• Description of the task:
Please set down the whole listing again, precisely.

• Extracted entries:
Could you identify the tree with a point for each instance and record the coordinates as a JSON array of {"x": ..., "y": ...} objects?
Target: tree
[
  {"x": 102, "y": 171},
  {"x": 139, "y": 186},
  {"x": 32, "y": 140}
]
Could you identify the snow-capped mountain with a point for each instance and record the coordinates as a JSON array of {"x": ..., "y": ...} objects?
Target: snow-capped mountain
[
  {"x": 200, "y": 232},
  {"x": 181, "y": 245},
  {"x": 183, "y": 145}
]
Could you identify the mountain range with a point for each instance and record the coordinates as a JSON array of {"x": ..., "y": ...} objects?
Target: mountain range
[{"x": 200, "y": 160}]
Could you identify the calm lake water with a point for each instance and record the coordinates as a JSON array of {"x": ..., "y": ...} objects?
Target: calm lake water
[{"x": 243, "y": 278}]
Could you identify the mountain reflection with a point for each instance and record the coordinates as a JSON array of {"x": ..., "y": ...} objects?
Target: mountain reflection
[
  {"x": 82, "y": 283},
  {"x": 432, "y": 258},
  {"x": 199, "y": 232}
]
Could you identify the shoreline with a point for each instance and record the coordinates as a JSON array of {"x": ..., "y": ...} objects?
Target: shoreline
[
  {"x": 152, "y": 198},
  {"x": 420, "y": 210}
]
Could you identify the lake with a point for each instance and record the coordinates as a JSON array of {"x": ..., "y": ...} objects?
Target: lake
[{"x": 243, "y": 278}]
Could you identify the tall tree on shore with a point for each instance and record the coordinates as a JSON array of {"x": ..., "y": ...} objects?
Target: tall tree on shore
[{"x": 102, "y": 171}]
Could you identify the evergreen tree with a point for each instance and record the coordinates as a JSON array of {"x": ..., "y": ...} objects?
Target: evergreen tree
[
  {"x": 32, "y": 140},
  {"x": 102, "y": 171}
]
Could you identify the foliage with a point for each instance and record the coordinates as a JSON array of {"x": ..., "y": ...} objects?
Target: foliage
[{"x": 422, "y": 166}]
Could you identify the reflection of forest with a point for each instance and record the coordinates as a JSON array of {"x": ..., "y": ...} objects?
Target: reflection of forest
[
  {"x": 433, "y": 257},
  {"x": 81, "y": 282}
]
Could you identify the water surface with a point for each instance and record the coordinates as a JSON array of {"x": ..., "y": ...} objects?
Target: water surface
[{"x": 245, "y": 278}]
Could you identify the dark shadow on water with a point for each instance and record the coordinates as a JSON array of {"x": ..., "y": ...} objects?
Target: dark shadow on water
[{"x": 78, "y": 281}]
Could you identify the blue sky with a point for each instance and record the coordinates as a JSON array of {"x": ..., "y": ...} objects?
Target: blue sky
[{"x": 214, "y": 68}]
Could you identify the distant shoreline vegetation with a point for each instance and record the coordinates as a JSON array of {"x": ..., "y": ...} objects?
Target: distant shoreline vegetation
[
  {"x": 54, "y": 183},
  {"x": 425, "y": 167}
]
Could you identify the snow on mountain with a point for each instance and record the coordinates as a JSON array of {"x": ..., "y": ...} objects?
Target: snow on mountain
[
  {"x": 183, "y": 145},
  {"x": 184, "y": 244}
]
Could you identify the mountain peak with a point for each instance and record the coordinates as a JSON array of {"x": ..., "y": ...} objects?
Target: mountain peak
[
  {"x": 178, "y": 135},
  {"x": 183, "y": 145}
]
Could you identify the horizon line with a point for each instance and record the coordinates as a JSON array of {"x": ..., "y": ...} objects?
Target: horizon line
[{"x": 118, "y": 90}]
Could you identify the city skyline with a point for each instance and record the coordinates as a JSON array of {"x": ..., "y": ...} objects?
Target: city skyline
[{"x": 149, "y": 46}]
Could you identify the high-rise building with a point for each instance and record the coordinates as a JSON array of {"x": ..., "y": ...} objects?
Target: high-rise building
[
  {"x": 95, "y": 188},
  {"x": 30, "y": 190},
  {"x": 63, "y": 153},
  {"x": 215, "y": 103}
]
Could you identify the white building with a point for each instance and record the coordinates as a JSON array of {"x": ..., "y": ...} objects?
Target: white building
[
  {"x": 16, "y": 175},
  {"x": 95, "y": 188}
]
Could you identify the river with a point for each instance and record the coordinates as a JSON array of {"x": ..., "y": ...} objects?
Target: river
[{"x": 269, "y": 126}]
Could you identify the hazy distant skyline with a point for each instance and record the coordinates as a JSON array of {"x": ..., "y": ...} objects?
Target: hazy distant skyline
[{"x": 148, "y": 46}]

• Answer space:
Could you identify the tree with a point for each instance and record the coordinates as a JSON array of {"x": ..., "y": ...} objects?
Target: tree
[
  {"x": 102, "y": 171},
  {"x": 139, "y": 186},
  {"x": 32, "y": 140}
]
Could you identify the snow-capped mountain with a point for each instance and record the coordinates as a JSON array of {"x": ..., "y": ...} objects?
Target: snow-capped mountain
[
  {"x": 200, "y": 232},
  {"x": 181, "y": 245},
  {"x": 183, "y": 145}
]
Could you identify the mountain range with a point for each instance and record the coordinates as a JSON array of {"x": ..., "y": ...} objects?
Target: mountain range
[{"x": 200, "y": 160}]
Could you identify the calm lake water with a point for each instance and record the coordinates as a JSON array of {"x": ..., "y": ...} objects?
Target: calm lake water
[{"x": 243, "y": 278}]
Could you identify the mountain reflection with a point for each instance and record the coordinates as a JSON array of {"x": ..., "y": ...} objects?
Target: mountain reflection
[
  {"x": 82, "y": 283},
  {"x": 432, "y": 258},
  {"x": 199, "y": 232}
]
Could you identify the shoreline with a point for each instance and record the coordinates as a JSON array of {"x": ..., "y": ...} objects?
Target: shoreline
[
  {"x": 152, "y": 198},
  {"x": 420, "y": 210}
]
Could you identify the lake with a point for each instance and record the coordinates as a JSON array of {"x": ..., "y": ...} objects?
Target: lake
[{"x": 243, "y": 278}]
Could you identify the tall tree on shore with a point for each instance and record the coordinates as a JSON array of {"x": ..., "y": ...} objects?
Target: tall tree on shore
[{"x": 102, "y": 171}]
Could you identify the evergreen tree with a point for each instance and record the coordinates as a JSON array of {"x": ..., "y": ...} objects?
Target: evergreen tree
[
  {"x": 32, "y": 140},
  {"x": 102, "y": 171}
]
Could you identify the foliage with a point for each instance and record the coordinates as a JSON array of {"x": ..., "y": ...} objects?
Target: foliage
[{"x": 422, "y": 166}]
Could you identify the reflection of forest with a point for each instance and record the coordinates as a JSON array of {"x": ..., "y": ...} objects?
Target: reflection of forest
[
  {"x": 433, "y": 257},
  {"x": 81, "y": 282}
]
Could you identify the water surface with a point for each instance and record the coordinates as a JSON array of {"x": ..., "y": ...} objects?
Target: water surface
[{"x": 245, "y": 278}]
Could you identify the dark shadow on water with a point for each instance and record the coordinates as a JSON array of {"x": ..., "y": ...} objects?
Target: dark shadow on water
[{"x": 78, "y": 281}]
Could you identify the blue sky with a point for each instance and record the coordinates as a JSON array of {"x": ..., "y": ...} objects?
Target: blue sky
[{"x": 214, "y": 68}]
Could you identify the distant shoreline vegetation with a point for each instance and record the coordinates as a JSON array of {"x": ..., "y": ...} objects?
Target: distant shoreline vegetation
[
  {"x": 54, "y": 183},
  {"x": 425, "y": 167}
]
Could you identify the snow on mountain with a point for each instance and record the coordinates as a JSON array of {"x": ..., "y": ...} objects?
Target: snow on mountain
[
  {"x": 183, "y": 145},
  {"x": 184, "y": 244}
]
Could you identify the mountain peak with a point for each instance and record the coordinates as a JSON array of {"x": ..., "y": ...} objects?
Target: mountain peak
[
  {"x": 178, "y": 135},
  {"x": 183, "y": 145}
]
Could you identify the horizon line with a point for each instance and record the coordinates as a JSON array of {"x": ..., "y": ...} objects?
Target: horizon line
[{"x": 118, "y": 90}]
Could you identify the city skyline with a point for each instance and record the coordinates as a JSON array of {"x": ..., "y": ...} objects?
Target: city skyline
[{"x": 149, "y": 46}]
Could you identify the high-rise building with a point for each instance and record the coordinates as a JSON array of {"x": ..., "y": ...} objects?
Target: high-rise building
[
  {"x": 95, "y": 188},
  {"x": 30, "y": 190},
  {"x": 63, "y": 153},
  {"x": 215, "y": 103}
]
Could you identify the white building with a point for each instance and record the coordinates as a JSON array of {"x": ..., "y": ...} objects?
Target: white building
[
  {"x": 16, "y": 175},
  {"x": 95, "y": 188}
]
Could you identify the river with a point for each instance and record the coordinates as a JSON array of {"x": ..., "y": ...} objects?
Target: river
[{"x": 269, "y": 126}]
Could you identify the hazy distant skyline with a point for each instance and record the coordinates as a JSON array of {"x": ..., "y": ...} objects?
Target: hazy distant skyline
[{"x": 148, "y": 46}]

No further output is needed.